◆ **Task prompt**: Print the data that follows exactly.

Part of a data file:
□ □ □

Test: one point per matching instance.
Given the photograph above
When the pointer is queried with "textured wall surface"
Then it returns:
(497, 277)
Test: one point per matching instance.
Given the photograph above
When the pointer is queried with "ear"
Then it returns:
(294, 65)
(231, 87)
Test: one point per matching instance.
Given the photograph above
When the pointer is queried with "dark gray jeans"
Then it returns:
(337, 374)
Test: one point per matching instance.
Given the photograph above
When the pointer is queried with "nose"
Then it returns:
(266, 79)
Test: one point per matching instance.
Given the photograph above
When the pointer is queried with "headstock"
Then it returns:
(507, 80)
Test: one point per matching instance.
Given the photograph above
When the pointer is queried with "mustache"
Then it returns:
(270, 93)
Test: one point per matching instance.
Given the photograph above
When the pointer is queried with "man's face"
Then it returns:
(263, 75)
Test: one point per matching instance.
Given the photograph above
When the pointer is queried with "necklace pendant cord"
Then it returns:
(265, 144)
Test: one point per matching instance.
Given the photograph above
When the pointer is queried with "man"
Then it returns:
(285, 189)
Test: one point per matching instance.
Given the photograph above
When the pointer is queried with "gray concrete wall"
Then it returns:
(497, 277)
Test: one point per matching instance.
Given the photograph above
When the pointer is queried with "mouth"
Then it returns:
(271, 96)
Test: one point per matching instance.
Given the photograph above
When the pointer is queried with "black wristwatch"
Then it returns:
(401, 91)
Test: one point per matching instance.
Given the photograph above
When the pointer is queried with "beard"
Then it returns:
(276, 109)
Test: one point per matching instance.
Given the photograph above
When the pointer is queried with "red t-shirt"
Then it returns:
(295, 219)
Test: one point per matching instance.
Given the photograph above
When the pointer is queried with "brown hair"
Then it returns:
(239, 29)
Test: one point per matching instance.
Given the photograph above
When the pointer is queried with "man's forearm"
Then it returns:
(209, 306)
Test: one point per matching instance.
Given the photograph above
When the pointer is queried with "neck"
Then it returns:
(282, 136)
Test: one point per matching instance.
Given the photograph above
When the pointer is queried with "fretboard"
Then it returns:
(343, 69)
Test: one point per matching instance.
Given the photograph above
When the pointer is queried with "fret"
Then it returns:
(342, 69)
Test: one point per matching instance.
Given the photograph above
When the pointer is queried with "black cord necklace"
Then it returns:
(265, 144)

□ □ □

◆ **Full output**:
Test: one point per matching instance.
Given the photograph above
When the pointer is queried with "textured wall surface"
Then it returns:
(497, 277)
Test: one point per matching instance.
Given the photograph above
When the pointer is queried with "ear"
Then it returns:
(294, 65)
(231, 87)
Test: one point per matching instance.
Given the photograph above
When the pointer is queried with "dark gray jeans"
Then it returns:
(337, 374)
Test: one point per matching instance.
Given the photograph above
When the pointer is queried with "nose"
Then it returns:
(266, 79)
Test: one point per matching instance.
Given the photograph above
When the pointer is queried with "headstock"
Then it returns:
(507, 80)
Test: one point per matching instance.
Given the photograph above
When the pointer is queried with "mustache"
Then it returns:
(270, 93)
Test: one point per matching instance.
Given the photograph above
When the pointer is queried with "man's face"
Then it returns:
(263, 75)
Test: one point per matching instance.
Given the photograph above
When the pointer is queried with "necklace pendant cord"
Then it returns:
(265, 144)
Test: one point per matching instance.
Given the photograph above
When the pointer is queried with "man"
Then it returns:
(285, 189)
Test: one point per matching instance.
Given the photograph above
When the pointer is queried with "gray concrete wall"
Then it returns:
(497, 277)
Test: one point per matching instance.
Given the photograph above
When the pointer is queried with "mouth"
Then it returns:
(271, 96)
Test: one point per matching instance.
Given the photograph above
When the pointer is queried with "black wristwatch"
Then it returns:
(401, 91)
Test: one point per matching instance.
Given the photograph above
When the pointer is queried with "beard"
Then it returns:
(276, 109)
Test: one point per matching instance.
Given the photograph above
When the pointer is queried with "red t-shirt"
Then it returns:
(295, 219)
Test: one point per matching instance.
Given the photograph above
When the pointer is queried with "brown hair"
Then it returns:
(239, 29)
Test: one point per matching instance.
Given the photograph above
When the pointer is queried with "man's forearm"
Then it returns:
(209, 306)
Test: one point per matching instance.
Given the photograph above
When the pointer is queried with "neck"
Then it returns:
(282, 136)
Test: one point per matching instance.
Given the photograph above
When the pointer is queried with "fretboard"
Then it returns:
(343, 69)
Test: one point per matching instance.
Given the photograph above
When the pointer is queried with "fret"
Then it returns:
(342, 69)
Test: one point per matching instance.
Given the photograph above
When the pointer is queried with "black cord necklace"
Then it returns:
(265, 144)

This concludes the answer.